Document segment =
__________
FlightGear Stars Representation and Rendering.

Curtis L. Olson
curt@flightgear.org

Introduction

Flight Gear attempts to render the top several hundred stars in the correct position in the sky for the current time and position as will as rendering these stars with the correct ``magnitude''.

This document will give a quick overview of our approach.

Resources

XEphem

The set of bright stars was extracted from the xephem program. For a full list of features and the latest news, please see the xephem home page at http://iraf.noao.edu/ ecdowney/xephem.html. The XEphem star list was itself taken from the Yale Bright Star Catalog.

Based on the 5th Revised edition of the Yale Bright Star Catalog, 1991, from ftp://adc.gsfc.nasa.gov/pub/adc/archives/catalogs/5/5050.

Only those entries with a Bayer and/or Flamsteed number are retained here.

Format: Constellation BayerN-Flamsteed, as available. Bayer is truncated as required to enforce a maximum total length of 13 imposed within xephem.

Common names were then overlayed by closest position match from hand-edited a list supplied by Robert Tidd (inp@violet.berkeley.edu) and Alan Paeth (awpaeth@watcgl.waterloo.edu)

The author of XEphem, Elwood Downey (ecdowney@noao.edu), was very instrumental in helping me understand sidereal time, accurate star placement, and even contributed some really hairy sections of code. Thanks Elwood!

Terminology and Definitions

The following information is repeated verbatim from http://www.lclark.edu/ wstone/skytour/celest.html: If you are interested in these sorts of things I urge you to visit this site. It contains much more complete information.

Celestial Measurements

Although we know that the objects we see in the sky are of different sizes and at different distances from us, it is convenient to visualize all the objects as being attached to an imaginary sphere surrounding the Earth. From our vantage point, the sky certainly looks like a dome (the half of the celestial sphere above our local horizon). The celestial sphere is mapped in Right Ascension (RA) and Declination (Dec).

Declination

Declination is the celestial equivalent of latitude, and is simply the Earth's latitude lines projected onto the celestial sphere. A star that can be directly overhead as seen from the Earth's Equator (0 degrees latitude) is said to be on the Celestial Equator, and has a declination of 0 degrees . The North Star, Polaris, is very nearly overhead as seen from the North Pole (90 degrees North latitude). The point directly over the North Pole on the celestial sphere is called the North Celestial Pole, and has a declination of +90 degrees . Northern declinations are given positive signs, and southern declinations are given negative signs. So, the South Celestial Pole has a declination of -90 degrees .
__________
Records shown =
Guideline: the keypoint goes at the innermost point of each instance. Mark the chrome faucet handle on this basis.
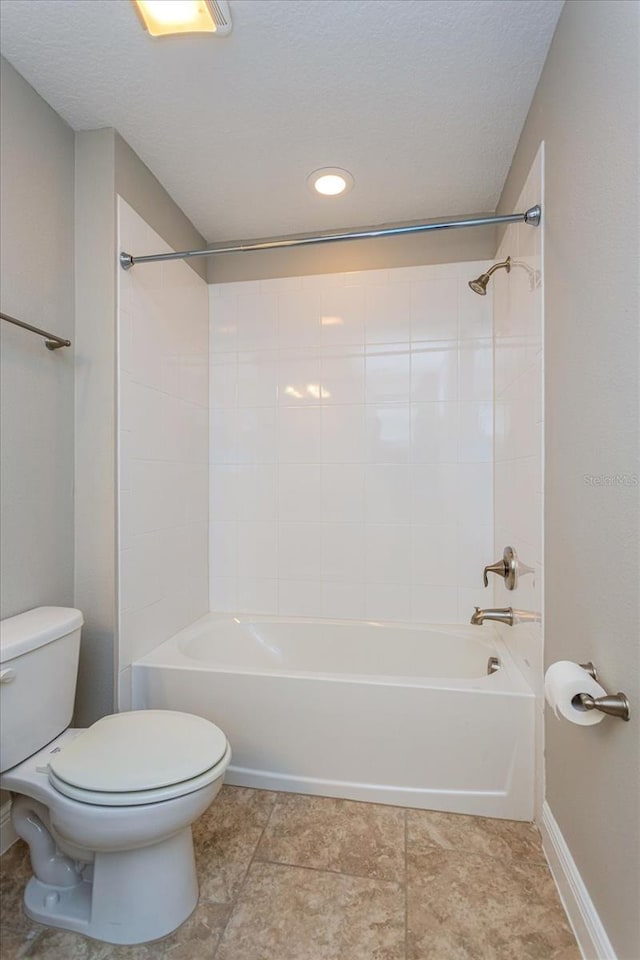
(507, 568)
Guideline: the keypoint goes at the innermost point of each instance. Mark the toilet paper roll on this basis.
(563, 681)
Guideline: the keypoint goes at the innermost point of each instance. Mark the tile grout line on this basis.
(333, 873)
(240, 891)
(406, 886)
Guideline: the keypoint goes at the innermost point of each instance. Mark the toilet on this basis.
(106, 811)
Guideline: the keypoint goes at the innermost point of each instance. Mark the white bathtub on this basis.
(401, 714)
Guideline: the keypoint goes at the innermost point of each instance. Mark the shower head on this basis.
(479, 285)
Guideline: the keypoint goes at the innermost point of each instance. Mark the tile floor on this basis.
(287, 877)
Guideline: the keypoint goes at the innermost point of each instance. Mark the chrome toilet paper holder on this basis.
(615, 704)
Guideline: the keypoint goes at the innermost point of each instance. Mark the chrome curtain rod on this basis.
(530, 216)
(51, 341)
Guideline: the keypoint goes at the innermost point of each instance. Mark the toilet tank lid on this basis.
(32, 629)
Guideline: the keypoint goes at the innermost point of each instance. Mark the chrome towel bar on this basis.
(51, 341)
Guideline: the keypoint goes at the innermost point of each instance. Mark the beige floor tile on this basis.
(15, 872)
(226, 837)
(198, 938)
(361, 839)
(64, 945)
(505, 839)
(13, 945)
(462, 906)
(290, 913)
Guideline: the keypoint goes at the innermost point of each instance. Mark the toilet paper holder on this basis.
(615, 704)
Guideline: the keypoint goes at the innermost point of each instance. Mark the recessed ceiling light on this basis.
(330, 181)
(162, 17)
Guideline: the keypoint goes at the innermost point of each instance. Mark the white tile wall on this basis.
(351, 444)
(519, 359)
(163, 415)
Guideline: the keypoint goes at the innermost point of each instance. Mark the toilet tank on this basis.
(38, 671)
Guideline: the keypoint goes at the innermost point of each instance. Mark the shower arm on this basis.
(531, 216)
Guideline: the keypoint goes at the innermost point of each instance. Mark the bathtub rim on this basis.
(508, 681)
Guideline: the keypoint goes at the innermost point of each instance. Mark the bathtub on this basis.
(399, 714)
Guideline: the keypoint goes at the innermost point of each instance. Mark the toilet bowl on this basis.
(106, 811)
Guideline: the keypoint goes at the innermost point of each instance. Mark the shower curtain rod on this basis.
(530, 216)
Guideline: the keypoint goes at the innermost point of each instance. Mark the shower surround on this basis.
(162, 449)
(351, 445)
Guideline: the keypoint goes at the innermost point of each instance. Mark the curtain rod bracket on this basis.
(531, 217)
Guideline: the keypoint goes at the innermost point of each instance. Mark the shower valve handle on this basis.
(507, 568)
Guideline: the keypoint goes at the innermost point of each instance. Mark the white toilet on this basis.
(106, 811)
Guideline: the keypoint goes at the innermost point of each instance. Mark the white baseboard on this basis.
(588, 929)
(8, 835)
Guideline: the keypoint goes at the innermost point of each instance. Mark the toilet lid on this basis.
(140, 750)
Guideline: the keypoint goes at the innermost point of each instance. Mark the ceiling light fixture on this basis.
(164, 17)
(330, 181)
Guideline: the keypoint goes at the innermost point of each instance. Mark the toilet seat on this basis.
(140, 797)
(139, 757)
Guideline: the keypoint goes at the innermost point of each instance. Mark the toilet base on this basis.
(134, 895)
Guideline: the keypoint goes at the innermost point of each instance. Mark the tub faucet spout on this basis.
(501, 614)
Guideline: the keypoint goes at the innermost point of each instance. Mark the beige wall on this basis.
(37, 385)
(586, 111)
(105, 167)
(445, 246)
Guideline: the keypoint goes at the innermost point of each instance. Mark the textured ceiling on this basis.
(422, 100)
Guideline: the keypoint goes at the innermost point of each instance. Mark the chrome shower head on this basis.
(479, 285)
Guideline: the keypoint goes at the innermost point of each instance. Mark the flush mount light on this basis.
(330, 181)
(163, 17)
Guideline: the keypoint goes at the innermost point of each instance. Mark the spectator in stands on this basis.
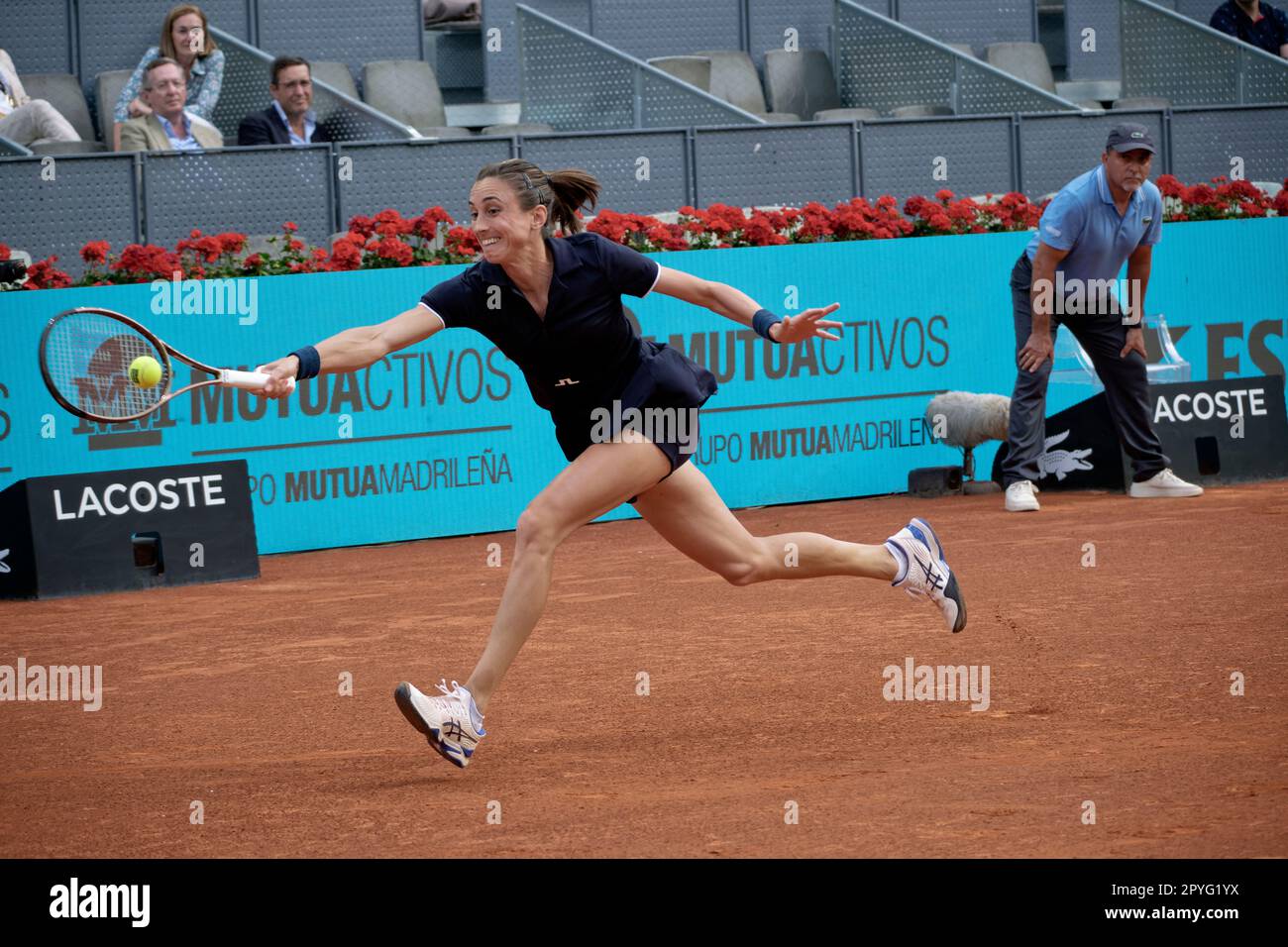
(185, 39)
(290, 120)
(24, 119)
(1253, 22)
(450, 11)
(167, 125)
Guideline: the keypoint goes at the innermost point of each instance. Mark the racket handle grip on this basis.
(249, 380)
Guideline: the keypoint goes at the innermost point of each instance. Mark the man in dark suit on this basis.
(290, 120)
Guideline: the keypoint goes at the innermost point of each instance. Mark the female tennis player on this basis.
(554, 308)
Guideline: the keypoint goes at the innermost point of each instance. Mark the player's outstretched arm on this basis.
(737, 305)
(357, 348)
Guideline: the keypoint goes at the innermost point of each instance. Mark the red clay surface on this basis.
(1108, 684)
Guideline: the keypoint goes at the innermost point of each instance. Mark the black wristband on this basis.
(763, 321)
(310, 363)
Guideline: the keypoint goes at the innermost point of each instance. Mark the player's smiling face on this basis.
(501, 227)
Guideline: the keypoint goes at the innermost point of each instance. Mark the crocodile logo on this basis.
(1061, 463)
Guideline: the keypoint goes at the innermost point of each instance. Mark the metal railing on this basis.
(254, 189)
(884, 64)
(574, 81)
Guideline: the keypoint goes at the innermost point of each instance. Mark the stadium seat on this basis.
(803, 84)
(107, 90)
(1024, 60)
(407, 90)
(63, 91)
(336, 75)
(1141, 102)
(734, 78)
(919, 111)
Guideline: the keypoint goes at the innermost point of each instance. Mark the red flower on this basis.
(428, 223)
(147, 262)
(346, 256)
(393, 249)
(43, 275)
(1170, 185)
(462, 241)
(95, 252)
(364, 226)
(1201, 193)
(231, 243)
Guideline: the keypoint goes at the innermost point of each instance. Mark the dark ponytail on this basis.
(562, 192)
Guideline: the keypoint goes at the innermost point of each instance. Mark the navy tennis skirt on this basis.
(665, 379)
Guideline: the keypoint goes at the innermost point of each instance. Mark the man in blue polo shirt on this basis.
(1111, 215)
(1253, 22)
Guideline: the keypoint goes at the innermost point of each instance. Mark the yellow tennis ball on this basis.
(145, 371)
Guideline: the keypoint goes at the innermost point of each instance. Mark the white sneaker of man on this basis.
(1020, 497)
(1164, 483)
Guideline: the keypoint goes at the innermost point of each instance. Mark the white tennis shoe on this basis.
(925, 574)
(1020, 497)
(452, 724)
(1164, 483)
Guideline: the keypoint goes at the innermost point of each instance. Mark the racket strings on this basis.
(88, 357)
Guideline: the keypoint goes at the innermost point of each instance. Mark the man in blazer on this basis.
(290, 120)
(24, 119)
(168, 127)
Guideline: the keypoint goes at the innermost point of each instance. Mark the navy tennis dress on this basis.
(585, 354)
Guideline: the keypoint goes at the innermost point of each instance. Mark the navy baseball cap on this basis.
(1128, 137)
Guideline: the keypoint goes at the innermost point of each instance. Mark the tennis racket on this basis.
(85, 357)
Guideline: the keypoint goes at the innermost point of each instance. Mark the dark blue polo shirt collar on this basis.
(566, 260)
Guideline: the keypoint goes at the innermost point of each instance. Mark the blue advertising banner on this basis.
(443, 438)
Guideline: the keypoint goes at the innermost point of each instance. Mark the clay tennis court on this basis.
(1108, 684)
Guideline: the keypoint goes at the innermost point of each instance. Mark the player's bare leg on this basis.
(690, 514)
(600, 479)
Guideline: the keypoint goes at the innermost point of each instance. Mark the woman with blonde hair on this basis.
(185, 39)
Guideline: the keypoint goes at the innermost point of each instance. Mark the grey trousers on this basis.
(37, 123)
(1125, 380)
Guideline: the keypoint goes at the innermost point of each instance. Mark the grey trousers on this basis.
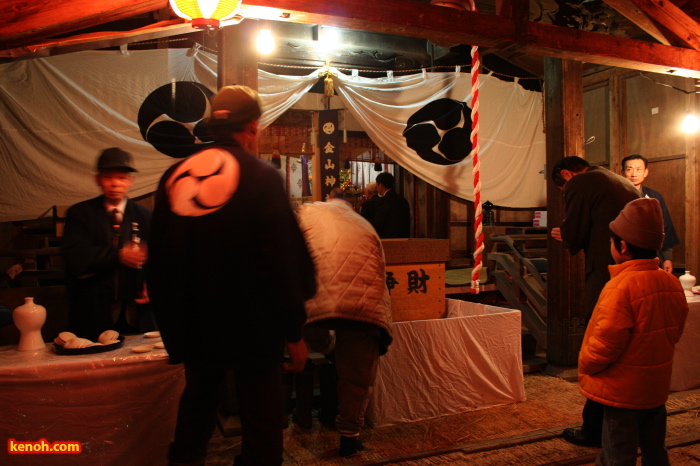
(356, 359)
(625, 430)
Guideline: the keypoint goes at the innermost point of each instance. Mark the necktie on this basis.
(116, 226)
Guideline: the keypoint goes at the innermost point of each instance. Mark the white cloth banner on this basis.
(59, 113)
(511, 137)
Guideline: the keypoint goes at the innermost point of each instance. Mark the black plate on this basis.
(90, 350)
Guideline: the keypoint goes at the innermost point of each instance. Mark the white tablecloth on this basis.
(686, 360)
(120, 405)
(470, 360)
__________
Exercise details = In the document on FlightGear star rendering, why is the Bayer part of a star's name sometimes truncated? Answer in one to three sentences. The rows have no connection to the text on FlightGear star rendering.

Expected output = The Bayer part is truncated as needed to keep the full name within a maximum total length of 13. That limit is imposed within xephem.